▶ _Data section_:
■ ■ ■
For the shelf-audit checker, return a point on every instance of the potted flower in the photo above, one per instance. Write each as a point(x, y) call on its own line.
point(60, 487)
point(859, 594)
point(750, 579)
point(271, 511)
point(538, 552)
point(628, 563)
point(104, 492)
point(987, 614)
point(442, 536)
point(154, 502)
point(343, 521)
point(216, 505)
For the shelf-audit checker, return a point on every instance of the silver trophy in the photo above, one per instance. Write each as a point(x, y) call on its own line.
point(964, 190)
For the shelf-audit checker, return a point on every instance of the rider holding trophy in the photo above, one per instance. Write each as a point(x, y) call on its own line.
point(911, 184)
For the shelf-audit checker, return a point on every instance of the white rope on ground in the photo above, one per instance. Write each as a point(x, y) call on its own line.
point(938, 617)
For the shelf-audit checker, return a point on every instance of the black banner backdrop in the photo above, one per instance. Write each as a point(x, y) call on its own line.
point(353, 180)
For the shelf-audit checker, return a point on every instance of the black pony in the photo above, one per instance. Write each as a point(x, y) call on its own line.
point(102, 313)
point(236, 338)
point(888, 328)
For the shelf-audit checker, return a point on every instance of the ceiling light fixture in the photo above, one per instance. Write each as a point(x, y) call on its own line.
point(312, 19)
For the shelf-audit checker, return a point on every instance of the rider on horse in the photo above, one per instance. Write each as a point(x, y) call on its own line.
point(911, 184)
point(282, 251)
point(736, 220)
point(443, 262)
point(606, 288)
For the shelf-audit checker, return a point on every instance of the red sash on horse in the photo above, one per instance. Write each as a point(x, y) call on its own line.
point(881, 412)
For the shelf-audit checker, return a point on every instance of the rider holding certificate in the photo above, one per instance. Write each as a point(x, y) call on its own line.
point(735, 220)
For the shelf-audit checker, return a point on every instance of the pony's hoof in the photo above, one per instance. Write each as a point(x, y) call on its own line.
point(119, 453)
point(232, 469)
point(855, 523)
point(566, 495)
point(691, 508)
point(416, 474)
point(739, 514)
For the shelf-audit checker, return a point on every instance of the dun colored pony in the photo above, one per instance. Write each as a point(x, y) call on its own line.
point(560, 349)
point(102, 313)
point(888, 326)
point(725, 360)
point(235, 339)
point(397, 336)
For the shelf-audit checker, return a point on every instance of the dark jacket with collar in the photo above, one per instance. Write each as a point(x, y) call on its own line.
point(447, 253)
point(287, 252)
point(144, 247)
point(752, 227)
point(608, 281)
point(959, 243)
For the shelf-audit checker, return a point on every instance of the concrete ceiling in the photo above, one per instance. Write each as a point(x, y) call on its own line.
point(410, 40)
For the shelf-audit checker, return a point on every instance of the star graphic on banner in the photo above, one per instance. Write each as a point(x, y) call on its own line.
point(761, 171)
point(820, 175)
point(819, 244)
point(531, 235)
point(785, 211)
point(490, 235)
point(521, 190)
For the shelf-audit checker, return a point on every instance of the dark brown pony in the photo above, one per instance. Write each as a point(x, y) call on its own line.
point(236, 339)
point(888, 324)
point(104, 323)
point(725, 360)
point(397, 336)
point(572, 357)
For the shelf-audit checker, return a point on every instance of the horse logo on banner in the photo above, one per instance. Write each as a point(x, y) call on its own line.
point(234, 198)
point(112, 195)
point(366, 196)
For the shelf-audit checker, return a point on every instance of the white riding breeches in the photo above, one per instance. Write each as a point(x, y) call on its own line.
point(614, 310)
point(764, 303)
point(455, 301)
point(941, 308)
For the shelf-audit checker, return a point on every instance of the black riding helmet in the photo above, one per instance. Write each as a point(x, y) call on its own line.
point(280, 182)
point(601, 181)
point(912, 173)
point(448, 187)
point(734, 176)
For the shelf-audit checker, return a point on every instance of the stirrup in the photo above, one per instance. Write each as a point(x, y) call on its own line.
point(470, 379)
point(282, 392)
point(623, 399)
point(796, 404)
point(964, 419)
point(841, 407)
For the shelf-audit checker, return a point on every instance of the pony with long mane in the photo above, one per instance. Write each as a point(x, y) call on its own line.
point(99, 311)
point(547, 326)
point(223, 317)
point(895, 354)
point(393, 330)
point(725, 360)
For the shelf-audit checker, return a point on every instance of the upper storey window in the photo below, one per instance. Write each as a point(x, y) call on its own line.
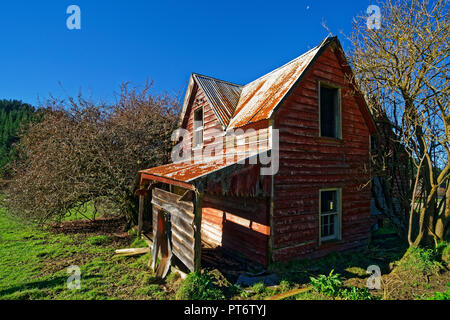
■ ■ ■
▶ _Short task_: Copy the items word for word from the very beginning through the line containing "point(216, 505)", with that line included.

▶ _Exercise response_:
For the shelf-audit checker, return a point on every instance of the potted flower in the photo above, one per instance. Write each as a point(x, y) call on its own line.
point(60, 487)
point(859, 594)
point(750, 579)
point(271, 511)
point(538, 552)
point(628, 563)
point(104, 492)
point(987, 614)
point(442, 536)
point(154, 502)
point(343, 521)
point(216, 505)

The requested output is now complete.